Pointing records
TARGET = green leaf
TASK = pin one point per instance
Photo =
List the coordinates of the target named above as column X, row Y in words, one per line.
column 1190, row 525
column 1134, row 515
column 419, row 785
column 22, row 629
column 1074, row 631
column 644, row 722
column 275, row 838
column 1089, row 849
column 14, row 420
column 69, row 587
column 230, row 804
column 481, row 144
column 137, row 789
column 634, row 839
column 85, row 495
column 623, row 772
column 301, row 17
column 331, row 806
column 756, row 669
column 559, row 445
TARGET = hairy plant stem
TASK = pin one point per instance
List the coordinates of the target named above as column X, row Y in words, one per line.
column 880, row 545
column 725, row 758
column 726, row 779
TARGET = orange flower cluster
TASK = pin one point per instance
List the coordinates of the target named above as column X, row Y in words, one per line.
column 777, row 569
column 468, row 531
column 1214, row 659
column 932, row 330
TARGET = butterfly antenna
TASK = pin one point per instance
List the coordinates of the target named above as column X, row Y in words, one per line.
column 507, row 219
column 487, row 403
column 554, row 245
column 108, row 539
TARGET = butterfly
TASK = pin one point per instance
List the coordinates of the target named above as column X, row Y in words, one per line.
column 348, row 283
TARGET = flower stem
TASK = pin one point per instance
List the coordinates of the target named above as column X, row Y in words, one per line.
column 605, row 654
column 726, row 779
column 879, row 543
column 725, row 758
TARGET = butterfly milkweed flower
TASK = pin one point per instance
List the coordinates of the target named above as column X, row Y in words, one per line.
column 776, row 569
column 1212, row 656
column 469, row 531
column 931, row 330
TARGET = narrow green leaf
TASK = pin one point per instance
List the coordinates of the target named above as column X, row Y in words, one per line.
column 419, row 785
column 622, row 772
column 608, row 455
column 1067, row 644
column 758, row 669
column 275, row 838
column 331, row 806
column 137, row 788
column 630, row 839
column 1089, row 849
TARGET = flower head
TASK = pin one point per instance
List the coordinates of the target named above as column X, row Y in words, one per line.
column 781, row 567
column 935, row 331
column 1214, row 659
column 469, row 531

__Task instructions__
Reproduce all of the material above line for line, without changing a single word.

__Completed exercise__
TARGET = green leaf
TASK = pin one point per instance
Photo =
List the coordinates of the target named above as column X, row Y in words, one per line.
column 1190, row 525
column 1134, row 515
column 419, row 785
column 22, row 629
column 1074, row 631
column 644, row 722
column 275, row 838
column 1089, row 849
column 14, row 420
column 69, row 587
column 230, row 804
column 481, row 144
column 137, row 789
column 634, row 839
column 85, row 495
column 623, row 772
column 301, row 17
column 331, row 806
column 756, row 669
column 559, row 445
TARGET = hairy plant stem
TASK = pin one point per instance
List the coordinates of the target named above as column X, row Y in words, one per line.
column 880, row 545
column 725, row 758
column 726, row 779
TARGET = orange flower cluster
TASK = pin one point per instance
List the coordinates of the target named above as column X, row Y in words, one per line.
column 777, row 569
column 468, row 531
column 1214, row 659
column 932, row 330
TARGET = butterfly antenna
TASK = pin one point per instance
List the coordinates of the target named above as column X, row Y in words, one per line.
column 507, row 219
column 487, row 403
column 554, row 245
column 108, row 539
TARGET = butterfly
TASK = pin one point per instance
List the coordinates of the target named above as column X, row Y in words, one per line.
column 348, row 283
TARGET = flower stem
TASK = pin one point per instance
List the coordinates of the target named above as column X, row Y in words, one per line.
column 605, row 654
column 726, row 779
column 879, row 543
column 725, row 758
TARGET = butterfly milkweed flower
TASK = pin one point per instance
List the coordinates of the target named above as column X, row Y in words, one per line.
column 776, row 569
column 1212, row 656
column 469, row 531
column 931, row 330
TARGET = narrow green leaf
TASK = pin one point per instance
List the coordinates of the target named above as column X, row Y in words, one per line.
column 419, row 785
column 622, row 772
column 608, row 455
column 1067, row 644
column 758, row 669
column 275, row 838
column 331, row 806
column 137, row 788
column 630, row 839
column 1089, row 849
TARGET = flower head
TASK = pin one point per instance
List the coordinates of the target named above as column X, row Y in words, one per line.
column 781, row 567
column 935, row 331
column 1214, row 659
column 469, row 531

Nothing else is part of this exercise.